Task goal -> Reproduce the account of installing the ammeter and shunt below, word for word and in full.

** Start Document excerpt **

Ok, it’s in and working. Although there were a few issues.
The placement and wiring went according to plan and the new lugs, shunt, leads and connector ends all neatly built and wired in.
The ammeter itself was pushed into its position below the voltmeter, with just a touch of glue to hold it in, although the hole was a neat press fit and the meter felt secure without the glue.
A 12volt fluro was hocked up to test things, and … nothing! The inverter was started, …nothing. The fridge, …nothing.
Ok, so what was wrong? Neither circuit was registering on the meter. Time to relax and have a think.
I went back to the wiring diagram I had drawn up and run past the electrical engineer.
This showed a set-up which would work, but the actual wiring was slightly different. The earth lead where the shunt was installed was, in fact, a tail end with no circuits running through it. The shunt needed to be moved to inside the powered battery box, where it could be installed in the negative lead before it went to the negative terminal on the outside of the box. This was where all the circuits, (three in all) had their negative termination. As a result, the meter would be in-line with them all and record all load on the system.

** End Document excerpt **
** Start Data rows **

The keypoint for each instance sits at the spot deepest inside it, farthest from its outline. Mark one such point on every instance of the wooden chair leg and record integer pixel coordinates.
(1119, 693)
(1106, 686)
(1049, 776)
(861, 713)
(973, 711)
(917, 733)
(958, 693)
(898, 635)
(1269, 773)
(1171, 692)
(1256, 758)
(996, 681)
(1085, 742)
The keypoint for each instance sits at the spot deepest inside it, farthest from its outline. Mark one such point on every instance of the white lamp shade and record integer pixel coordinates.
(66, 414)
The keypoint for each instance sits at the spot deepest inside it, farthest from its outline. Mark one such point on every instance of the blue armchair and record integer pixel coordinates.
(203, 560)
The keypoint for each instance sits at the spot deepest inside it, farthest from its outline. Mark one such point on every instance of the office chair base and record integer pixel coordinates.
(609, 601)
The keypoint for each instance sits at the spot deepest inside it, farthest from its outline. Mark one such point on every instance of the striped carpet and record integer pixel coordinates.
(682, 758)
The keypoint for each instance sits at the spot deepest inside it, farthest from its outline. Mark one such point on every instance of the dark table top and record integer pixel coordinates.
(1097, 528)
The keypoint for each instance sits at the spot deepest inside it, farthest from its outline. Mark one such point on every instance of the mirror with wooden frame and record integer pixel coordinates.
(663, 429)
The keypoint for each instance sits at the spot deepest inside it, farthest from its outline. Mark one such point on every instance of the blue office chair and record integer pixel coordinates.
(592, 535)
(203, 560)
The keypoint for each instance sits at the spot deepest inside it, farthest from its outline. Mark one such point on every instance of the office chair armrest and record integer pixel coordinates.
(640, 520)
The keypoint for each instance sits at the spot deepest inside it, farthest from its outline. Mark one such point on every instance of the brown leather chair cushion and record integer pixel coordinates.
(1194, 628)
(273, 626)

** End Data rows **

Output of the task ->
Ok, it’s in and working. Although there were a few issues.
The placement and wiring went according to plan and the new lugs, shunt, leads and connector ends all neatly built and wired in.
The ammeter itself was pushed into its position below the voltmeter, with just a touch of glue to hold it in, although the hole was a neat press fit and the meter felt secure without the glue.
A 12volt fluro was hocked up to test things, and … nothing! The inverter was started, …nothing. The fridge, …nothing.
Ok, so what was wrong? Neither circuit was registering on the meter. Time to relax and have a think.
I went back to the wiring diagram I had drawn up and run past the electrical engineer.
This showed a set-up which would work, but the actual wiring was slightly different. The earth lead where the shunt was installed was, in fact, a tail end with no circuits running through it. The shunt needed to be moved to inside the powered battery box, where it could be installed in the negative lead before it went to the negative terminal on the outside of the box. This was where all the circuits, (three in all) had their negative termination. As a result, the meter would be in-line with them all and record all load on the system.